* START *

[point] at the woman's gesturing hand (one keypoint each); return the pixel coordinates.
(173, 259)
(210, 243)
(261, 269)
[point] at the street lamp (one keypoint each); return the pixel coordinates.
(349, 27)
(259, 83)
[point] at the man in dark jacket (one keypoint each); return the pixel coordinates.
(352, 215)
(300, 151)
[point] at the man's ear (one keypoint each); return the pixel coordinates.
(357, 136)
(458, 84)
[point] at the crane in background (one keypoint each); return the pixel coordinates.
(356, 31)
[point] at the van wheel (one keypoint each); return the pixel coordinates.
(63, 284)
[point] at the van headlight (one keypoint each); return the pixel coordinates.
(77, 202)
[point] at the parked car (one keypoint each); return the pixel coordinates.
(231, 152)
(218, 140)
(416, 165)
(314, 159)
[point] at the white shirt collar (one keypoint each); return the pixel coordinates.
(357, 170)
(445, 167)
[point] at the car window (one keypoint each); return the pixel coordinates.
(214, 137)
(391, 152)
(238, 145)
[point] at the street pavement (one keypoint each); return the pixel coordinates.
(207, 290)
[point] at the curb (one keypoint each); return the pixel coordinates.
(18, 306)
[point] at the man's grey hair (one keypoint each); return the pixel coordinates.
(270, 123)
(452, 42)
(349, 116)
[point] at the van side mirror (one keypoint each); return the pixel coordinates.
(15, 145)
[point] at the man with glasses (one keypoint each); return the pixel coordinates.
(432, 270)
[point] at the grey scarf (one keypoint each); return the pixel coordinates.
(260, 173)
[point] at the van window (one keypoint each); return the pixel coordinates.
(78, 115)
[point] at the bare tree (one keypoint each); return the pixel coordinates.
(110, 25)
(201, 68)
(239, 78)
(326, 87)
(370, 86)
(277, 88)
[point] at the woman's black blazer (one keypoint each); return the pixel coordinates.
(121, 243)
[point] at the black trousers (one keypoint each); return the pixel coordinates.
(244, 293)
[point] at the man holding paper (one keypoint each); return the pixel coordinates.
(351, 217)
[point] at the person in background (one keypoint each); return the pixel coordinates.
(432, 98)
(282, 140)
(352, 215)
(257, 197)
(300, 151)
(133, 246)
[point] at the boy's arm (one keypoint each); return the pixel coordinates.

* END *

*Set task*. Rewrite every line in the stretch from the line containing "[point] at the black" through the end of the material, requests included, and increase each answer coordinate by 28.

*Problem solution*.
[point] at the black trousers (one keypoint each); return the pixel coordinates.
(272, 321)
[point] at the man holding paper (one keypoint each); return the pixel coordinates.
(379, 245)
[point] at the person in background (one keypoint each); return the pixel coordinates.
(460, 126)
(310, 168)
(380, 243)
(285, 225)
(328, 179)
(161, 274)
[point] at the boy's arm (one keypoint each); return the pixel coordinates.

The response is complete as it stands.